◆ **Required work**: Transcribe, word for word and with nothing extra, the line containing "Return a point for each instance of the cup" and each line that comes after it in the entries.

_ _ _ _ _ _ _

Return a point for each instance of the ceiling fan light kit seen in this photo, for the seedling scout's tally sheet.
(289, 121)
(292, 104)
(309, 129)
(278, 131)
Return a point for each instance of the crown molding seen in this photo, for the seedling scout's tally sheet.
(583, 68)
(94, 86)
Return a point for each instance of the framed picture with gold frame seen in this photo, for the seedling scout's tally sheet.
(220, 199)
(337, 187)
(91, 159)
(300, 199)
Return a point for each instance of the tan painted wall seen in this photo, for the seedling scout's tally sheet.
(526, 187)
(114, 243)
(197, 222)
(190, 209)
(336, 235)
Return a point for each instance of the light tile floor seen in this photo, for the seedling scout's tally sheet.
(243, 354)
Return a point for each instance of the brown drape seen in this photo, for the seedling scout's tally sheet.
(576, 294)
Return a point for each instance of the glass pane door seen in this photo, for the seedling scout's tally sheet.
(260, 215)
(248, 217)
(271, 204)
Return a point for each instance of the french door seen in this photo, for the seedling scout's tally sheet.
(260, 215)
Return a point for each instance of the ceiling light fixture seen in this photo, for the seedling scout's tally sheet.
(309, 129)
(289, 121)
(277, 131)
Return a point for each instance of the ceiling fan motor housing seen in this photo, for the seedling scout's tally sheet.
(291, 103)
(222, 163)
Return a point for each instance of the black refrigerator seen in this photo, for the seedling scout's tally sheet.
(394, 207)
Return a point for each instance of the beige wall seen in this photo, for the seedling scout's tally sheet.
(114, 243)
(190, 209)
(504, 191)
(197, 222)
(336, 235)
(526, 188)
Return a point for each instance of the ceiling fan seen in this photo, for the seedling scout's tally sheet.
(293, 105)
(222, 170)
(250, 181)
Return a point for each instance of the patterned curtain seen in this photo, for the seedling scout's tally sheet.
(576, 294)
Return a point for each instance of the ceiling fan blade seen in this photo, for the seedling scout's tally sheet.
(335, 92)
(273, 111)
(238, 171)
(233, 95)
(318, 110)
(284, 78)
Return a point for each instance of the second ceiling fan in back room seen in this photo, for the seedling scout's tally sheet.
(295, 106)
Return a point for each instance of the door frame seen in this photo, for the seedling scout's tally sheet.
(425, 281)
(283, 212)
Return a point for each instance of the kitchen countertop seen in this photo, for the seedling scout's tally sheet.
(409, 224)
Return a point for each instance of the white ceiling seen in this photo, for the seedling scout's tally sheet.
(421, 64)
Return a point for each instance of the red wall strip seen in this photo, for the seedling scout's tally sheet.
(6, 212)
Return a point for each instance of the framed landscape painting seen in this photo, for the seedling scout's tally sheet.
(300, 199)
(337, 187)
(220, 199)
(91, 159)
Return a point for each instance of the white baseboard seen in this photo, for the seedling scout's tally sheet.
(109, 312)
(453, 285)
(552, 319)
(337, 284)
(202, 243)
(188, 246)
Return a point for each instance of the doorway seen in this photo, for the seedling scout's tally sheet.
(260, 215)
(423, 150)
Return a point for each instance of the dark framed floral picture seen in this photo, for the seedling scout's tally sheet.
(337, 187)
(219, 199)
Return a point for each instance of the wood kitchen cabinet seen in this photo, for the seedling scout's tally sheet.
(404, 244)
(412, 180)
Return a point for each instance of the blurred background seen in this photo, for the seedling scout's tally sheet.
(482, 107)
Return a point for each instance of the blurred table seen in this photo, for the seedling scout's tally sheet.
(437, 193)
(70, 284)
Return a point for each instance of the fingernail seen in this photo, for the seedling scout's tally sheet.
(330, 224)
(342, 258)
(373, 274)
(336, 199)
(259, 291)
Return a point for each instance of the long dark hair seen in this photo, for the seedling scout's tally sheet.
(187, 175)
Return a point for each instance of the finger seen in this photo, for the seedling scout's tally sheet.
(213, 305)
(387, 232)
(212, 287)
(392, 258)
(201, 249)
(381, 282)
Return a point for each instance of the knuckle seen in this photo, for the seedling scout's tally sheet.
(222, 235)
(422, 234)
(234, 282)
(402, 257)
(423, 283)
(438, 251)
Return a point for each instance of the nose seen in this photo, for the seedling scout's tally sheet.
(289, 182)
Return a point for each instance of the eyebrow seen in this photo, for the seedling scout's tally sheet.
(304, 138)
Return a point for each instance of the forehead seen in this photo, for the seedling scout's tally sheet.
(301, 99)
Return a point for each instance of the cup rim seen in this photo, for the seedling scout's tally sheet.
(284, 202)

_ _ _ _ _ _ _

◆ **Final answer**:
Return a point for each instance of the cup rim seen in this photo, for the seedling scout's tally sheet.
(284, 202)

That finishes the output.